::: MATERIAL SUPPLIED
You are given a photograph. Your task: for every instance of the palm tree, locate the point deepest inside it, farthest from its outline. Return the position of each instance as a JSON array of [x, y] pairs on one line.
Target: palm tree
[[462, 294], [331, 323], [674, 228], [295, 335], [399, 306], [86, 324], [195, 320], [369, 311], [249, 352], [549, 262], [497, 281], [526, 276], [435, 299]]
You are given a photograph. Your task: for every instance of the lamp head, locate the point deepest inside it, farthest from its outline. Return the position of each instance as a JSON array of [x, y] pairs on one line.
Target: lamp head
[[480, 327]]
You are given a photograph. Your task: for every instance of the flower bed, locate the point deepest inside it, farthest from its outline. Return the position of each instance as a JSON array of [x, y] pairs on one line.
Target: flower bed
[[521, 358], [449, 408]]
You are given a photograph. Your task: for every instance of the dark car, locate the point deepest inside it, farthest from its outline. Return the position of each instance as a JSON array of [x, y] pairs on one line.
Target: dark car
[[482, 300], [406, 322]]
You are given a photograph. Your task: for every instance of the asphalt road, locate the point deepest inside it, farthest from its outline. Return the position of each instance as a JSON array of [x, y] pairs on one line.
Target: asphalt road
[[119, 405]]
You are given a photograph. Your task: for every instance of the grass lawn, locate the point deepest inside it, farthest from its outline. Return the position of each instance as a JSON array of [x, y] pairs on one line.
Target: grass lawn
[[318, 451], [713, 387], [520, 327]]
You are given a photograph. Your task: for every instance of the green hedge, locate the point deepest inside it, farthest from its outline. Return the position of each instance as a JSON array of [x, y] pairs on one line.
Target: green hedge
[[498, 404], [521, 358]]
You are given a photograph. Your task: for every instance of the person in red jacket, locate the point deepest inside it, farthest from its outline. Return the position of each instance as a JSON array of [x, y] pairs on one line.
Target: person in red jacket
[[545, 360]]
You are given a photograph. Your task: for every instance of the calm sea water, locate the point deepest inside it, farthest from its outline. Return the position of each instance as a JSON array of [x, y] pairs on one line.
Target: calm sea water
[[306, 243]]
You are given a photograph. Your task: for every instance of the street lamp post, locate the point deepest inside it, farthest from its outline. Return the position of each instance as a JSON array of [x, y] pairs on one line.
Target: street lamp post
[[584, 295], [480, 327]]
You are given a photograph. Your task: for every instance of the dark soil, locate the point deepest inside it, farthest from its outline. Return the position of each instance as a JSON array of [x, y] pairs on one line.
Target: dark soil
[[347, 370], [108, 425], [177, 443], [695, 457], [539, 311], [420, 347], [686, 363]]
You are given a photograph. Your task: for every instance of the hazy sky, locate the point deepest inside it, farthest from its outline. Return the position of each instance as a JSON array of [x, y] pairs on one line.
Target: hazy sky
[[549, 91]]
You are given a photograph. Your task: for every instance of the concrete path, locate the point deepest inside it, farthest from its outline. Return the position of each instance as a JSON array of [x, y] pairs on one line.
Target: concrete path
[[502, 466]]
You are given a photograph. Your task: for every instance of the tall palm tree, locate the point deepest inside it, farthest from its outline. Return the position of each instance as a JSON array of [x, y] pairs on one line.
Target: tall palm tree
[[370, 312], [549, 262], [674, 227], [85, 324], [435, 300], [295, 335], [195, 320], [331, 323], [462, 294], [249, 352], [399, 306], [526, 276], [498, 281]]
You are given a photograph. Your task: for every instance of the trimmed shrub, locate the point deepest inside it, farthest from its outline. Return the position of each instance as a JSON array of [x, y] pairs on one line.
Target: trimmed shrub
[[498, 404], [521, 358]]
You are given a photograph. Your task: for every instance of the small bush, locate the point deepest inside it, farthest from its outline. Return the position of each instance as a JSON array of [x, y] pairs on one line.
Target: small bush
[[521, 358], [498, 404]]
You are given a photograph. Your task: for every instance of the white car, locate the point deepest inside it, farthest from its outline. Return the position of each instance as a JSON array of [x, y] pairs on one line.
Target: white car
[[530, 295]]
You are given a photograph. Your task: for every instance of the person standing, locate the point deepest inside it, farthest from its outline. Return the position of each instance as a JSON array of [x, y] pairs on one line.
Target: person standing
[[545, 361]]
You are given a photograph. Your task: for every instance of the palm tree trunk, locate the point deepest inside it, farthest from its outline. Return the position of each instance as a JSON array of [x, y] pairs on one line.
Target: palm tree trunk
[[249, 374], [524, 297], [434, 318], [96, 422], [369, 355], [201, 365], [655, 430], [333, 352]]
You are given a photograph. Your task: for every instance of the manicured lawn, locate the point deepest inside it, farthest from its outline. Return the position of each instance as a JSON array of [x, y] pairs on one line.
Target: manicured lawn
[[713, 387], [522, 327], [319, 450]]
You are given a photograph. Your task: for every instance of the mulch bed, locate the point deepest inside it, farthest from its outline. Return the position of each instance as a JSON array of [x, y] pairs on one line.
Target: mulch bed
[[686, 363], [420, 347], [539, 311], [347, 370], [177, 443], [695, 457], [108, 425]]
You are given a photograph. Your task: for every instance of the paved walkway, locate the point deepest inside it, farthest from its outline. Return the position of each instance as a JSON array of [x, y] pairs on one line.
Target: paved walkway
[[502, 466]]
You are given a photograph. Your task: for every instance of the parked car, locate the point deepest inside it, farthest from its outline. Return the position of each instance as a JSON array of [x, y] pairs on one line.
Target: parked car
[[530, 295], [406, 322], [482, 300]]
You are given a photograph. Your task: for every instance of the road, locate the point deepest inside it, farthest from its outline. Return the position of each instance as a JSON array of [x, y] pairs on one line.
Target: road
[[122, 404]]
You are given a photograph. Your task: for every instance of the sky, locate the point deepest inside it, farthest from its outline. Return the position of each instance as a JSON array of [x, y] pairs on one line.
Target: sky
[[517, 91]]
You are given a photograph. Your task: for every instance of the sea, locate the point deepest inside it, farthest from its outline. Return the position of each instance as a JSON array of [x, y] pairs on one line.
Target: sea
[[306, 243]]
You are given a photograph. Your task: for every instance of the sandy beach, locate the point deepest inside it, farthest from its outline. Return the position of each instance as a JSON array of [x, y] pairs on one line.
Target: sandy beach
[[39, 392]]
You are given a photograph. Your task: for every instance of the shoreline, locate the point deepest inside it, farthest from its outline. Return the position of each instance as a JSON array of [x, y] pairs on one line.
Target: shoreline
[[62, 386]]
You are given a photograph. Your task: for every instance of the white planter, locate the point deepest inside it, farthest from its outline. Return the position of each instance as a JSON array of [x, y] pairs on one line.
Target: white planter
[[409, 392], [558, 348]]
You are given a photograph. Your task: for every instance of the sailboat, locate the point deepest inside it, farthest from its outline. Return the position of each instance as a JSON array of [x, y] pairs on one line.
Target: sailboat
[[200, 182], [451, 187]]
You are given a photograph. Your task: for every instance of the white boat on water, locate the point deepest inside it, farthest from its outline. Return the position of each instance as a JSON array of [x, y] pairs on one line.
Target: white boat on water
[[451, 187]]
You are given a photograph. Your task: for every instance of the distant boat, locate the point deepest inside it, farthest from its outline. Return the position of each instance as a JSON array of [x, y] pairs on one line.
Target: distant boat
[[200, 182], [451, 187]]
::::::
**CHALLENGE:** Format as a JSON list of strings, one string per line and blank lines omitted, the lines of the records from the start through the line containing "276], [435, 299]]".

**SOLUTION TO THE PROBLEM:**
[
  "You are given a photograph. Your task: for every instance of the palm tree, locate the point deepest inside it, farthest from its outline. Return the position of each instance as a JSON array of [x, y] pairs on one line.",
  "Target: palm tree",
  "[[462, 294], [331, 323], [674, 228], [295, 335], [399, 306], [86, 324], [195, 320], [369, 311], [249, 352], [549, 262], [497, 281], [526, 276], [435, 299]]"
]